> [LIST OF TASKS]
(1) Answer these questions from the outdoor safety article.
(a) Which webpage does it name for up-to-date forecasts and inclement weather advisories?
(b) Which insect repellants does it call effective?
(c) What role does Sydney Sotelo hold?
(2) Return, word for word, the part of the outdoor safety article that opens with the words containing "Whether heading out" and closes with "during the trip.".

> [TEXT PASSAGE]

──────────

July 22, 2016
Caption: Stand-up paddle boarding at Kyle’s Landing on the Buffalo River.
With the arrival of summer in Arkansas, opportunities for outdoor exploration abound. UREC Outdoors, a program within the department of University Recreation, offers a variety of summer trips to students and UREC members including mountain biking at Slaughter Pen and stand-up paddle boarding on the Buffalo River. In addition, UREC Outdoors offers a wide variety of outdoor recreational rental equipment available for students, UREC members, and faculty/staff. More information is available at urec.uark.edu.
Whether heading out on a UREC trip or with a group of friends, individuals should remain mindful of a few safety tips provided by UREC Outdoors in order to best enjoy their recreation experience.
Check the Weather
Summer weather is often unpredictable, especially in Arkansas. Check the forecast throughout the week leading up to and the morning of the trip. Consult with the National Weather Service webpage at weather.gov to view up-to-date forecasts and inclement weather advisories. Consider the appropriate gear and clothing necessary to handle any possible situation, and bring additional layers to wear or shed during the trip.
“Be prepared. Braving the elements is an essential part of recreating outdoors,” said Sydney Sotelo, UREC Outdoors intern. “But risking personal safety is not.”
Establish an Emergency Action Plan
Emergency Action Plans are essential in case of an accident. They include emergency contact information, an allergy list, pertinent medical information, road access points along the trip, as well as the name, number, address of, and directions to the nearest hospital. UREC Outdoors also recommends giving a copy of the plan, along with the estimated return time, to a friend or family member prior to the trip.
Always apply sunscreen before spending any extended period of time outdoors, and remember to reapply throughout the activity. Sunscreen needs are different for everyone based on skin sensitivity, amount of exposure, and level of physical activity.
Check for Ticks
Tick-borne illnesses are a serious health concern. Taking preventative measures is the first step toward ensuring personal safety. Insect repellants that contain DEET are effective when used in accordance with the precautions on their packaging. Full body tick checks are still essential when traveling outdoors.

──────────

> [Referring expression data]
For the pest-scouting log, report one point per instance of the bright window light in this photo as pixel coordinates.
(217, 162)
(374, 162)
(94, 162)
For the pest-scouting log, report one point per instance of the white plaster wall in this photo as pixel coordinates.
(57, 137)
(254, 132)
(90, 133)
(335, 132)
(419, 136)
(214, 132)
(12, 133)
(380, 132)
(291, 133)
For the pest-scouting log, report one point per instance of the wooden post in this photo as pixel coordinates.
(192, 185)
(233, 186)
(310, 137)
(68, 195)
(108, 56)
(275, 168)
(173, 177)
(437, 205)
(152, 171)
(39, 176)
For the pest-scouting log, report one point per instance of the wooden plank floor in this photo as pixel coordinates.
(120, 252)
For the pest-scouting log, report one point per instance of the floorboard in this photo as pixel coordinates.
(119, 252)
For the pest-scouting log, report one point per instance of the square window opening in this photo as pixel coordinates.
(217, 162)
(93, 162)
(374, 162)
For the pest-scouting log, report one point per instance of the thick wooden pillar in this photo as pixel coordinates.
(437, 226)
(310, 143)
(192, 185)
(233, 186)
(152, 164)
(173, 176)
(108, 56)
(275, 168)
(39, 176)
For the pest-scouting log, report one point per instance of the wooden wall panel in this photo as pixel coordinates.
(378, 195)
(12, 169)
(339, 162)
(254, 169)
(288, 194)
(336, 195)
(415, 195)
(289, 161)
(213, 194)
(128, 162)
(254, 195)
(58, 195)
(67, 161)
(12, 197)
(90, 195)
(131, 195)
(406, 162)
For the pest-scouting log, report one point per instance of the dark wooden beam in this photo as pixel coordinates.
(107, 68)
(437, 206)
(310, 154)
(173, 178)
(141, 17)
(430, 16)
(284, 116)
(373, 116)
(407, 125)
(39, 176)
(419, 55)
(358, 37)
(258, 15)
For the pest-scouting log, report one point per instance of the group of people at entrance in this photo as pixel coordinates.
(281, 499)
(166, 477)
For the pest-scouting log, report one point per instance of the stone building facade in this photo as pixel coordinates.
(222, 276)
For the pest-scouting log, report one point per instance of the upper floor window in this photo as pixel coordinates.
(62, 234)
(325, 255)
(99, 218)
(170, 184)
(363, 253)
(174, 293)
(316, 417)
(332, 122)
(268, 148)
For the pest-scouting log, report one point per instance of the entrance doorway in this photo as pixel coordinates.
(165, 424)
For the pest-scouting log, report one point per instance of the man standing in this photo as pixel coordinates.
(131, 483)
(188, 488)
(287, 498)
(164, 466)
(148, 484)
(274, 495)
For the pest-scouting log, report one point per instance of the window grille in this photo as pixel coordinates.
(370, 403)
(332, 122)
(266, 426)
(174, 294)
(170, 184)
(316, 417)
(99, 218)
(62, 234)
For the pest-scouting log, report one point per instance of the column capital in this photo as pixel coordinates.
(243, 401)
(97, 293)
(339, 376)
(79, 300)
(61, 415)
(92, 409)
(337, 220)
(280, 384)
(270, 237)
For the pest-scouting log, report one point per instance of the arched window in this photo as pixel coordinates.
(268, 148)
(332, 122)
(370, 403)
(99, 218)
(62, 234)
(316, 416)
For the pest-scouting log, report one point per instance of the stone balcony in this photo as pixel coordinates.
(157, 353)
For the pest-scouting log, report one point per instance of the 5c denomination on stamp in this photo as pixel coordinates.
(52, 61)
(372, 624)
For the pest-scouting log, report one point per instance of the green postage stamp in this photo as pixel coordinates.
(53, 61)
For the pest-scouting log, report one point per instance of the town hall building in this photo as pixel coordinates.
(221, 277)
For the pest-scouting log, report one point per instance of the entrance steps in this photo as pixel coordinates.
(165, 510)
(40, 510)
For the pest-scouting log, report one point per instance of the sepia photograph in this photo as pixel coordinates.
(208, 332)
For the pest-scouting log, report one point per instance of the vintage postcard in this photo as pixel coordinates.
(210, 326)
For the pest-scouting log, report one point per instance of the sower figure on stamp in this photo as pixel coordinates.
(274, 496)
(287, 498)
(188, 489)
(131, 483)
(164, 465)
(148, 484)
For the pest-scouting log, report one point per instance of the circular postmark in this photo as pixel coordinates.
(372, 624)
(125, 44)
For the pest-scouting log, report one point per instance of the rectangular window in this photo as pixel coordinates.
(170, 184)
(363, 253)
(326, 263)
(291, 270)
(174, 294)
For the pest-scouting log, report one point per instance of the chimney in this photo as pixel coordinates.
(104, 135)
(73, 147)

──────────

> [SOLUTIONS IN ORDER]
(1)
(a) The National Weather Service webpage at weather.gov
(b) Repellants that contain DEET, when used in accordance with the precautions on their packaging
(c) UREC Outdoors intern

(2)
Whether heading out on a UREC trip or with a group of friends, individuals should remain mindful of a few safety tips provided by UREC Outdoors in order to best enjoy their recreation experience.
Check the Weather
Summer weather is often unpredictable, especially in Arkansas. Check the forecast throughout the week leading up to and the morning of the trip. Consult with the National Weather Service webpage at weather.gov to view up-to-date forecasts and inclement weather advisories. Consider the appropriate gear and clothing necessary to handle any possible situation, and bring additional layers to wear or shed during the trip.